**DIRECTIONS FOR THIS TASK**
Starting at the line that contains "TARGET = yellow-crowned bird head", quote every line through the end of the entries, word for word, skipping the pictures.

**Stored dataset items**
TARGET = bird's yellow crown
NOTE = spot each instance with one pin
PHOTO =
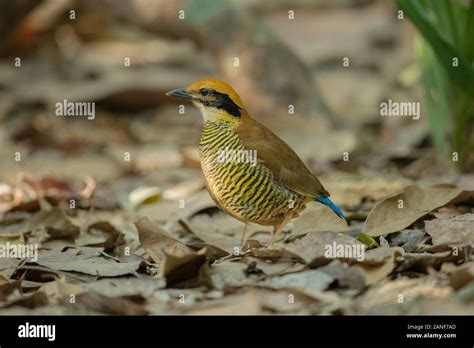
(217, 100)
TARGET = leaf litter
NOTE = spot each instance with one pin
(144, 237)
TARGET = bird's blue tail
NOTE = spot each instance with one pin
(326, 201)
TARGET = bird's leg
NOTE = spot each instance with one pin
(277, 229)
(242, 240)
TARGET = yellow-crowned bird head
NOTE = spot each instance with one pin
(217, 101)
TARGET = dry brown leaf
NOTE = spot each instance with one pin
(101, 304)
(352, 277)
(176, 261)
(456, 230)
(310, 282)
(86, 260)
(313, 246)
(380, 263)
(399, 211)
(462, 276)
(317, 218)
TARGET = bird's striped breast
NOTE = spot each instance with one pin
(241, 185)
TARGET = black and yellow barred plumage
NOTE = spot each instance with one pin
(246, 191)
(271, 190)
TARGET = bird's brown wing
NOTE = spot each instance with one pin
(276, 155)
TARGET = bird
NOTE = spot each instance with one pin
(250, 173)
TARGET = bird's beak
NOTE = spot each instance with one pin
(179, 93)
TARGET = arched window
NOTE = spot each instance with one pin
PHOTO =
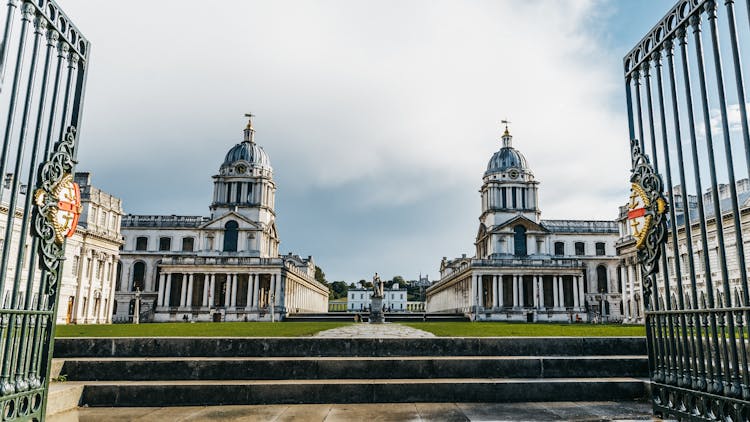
(519, 239)
(601, 279)
(139, 273)
(559, 248)
(141, 243)
(230, 236)
(600, 251)
(580, 248)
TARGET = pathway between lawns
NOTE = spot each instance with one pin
(364, 330)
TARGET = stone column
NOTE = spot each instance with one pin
(212, 291)
(189, 299)
(249, 301)
(162, 286)
(205, 290)
(168, 289)
(227, 290)
(555, 296)
(500, 303)
(581, 296)
(494, 291)
(234, 291)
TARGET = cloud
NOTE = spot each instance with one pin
(394, 106)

**COMPLETED EXERCISE**
TARGET = yellow-crowned bird head
NOTE = spot each instance with one pin
(217, 101)
TARGET = dry brown leaf
NOTE = spot each instance with one pin
(101, 304)
(352, 277)
(176, 261)
(456, 230)
(310, 282)
(86, 260)
(313, 246)
(380, 263)
(399, 211)
(462, 276)
(317, 218)
TARGET = bird's striped breast
NOTE = spot each instance with one pin
(241, 185)
TARGET = black and yellow barred plumage
NOTE = spot each instance with one pin
(246, 191)
(271, 190)
TARGET = bird's brown wing
NOTE = spot each instance with one pin
(276, 155)
TARGET = bird
NOTE = spot each instance with one pin
(250, 173)
TARGET = bird's beak
NOTE = spot each instance with one pin
(179, 93)
TARGET = arched window
NOTE = spot each instance with one pin
PHOTO =
(519, 239)
(601, 279)
(139, 273)
(559, 248)
(141, 243)
(230, 236)
(600, 251)
(580, 248)
TARGET = pathway between lawns
NOTE = spot each instance with one pin
(364, 330)
TARGET = stone column
NOTE = spot each instance with one pin
(212, 291)
(189, 299)
(249, 301)
(162, 286)
(205, 290)
(168, 289)
(227, 290)
(555, 296)
(500, 303)
(581, 296)
(494, 291)
(234, 291)
TARGET = cloud
NOTE = spot each instance with one pin
(394, 106)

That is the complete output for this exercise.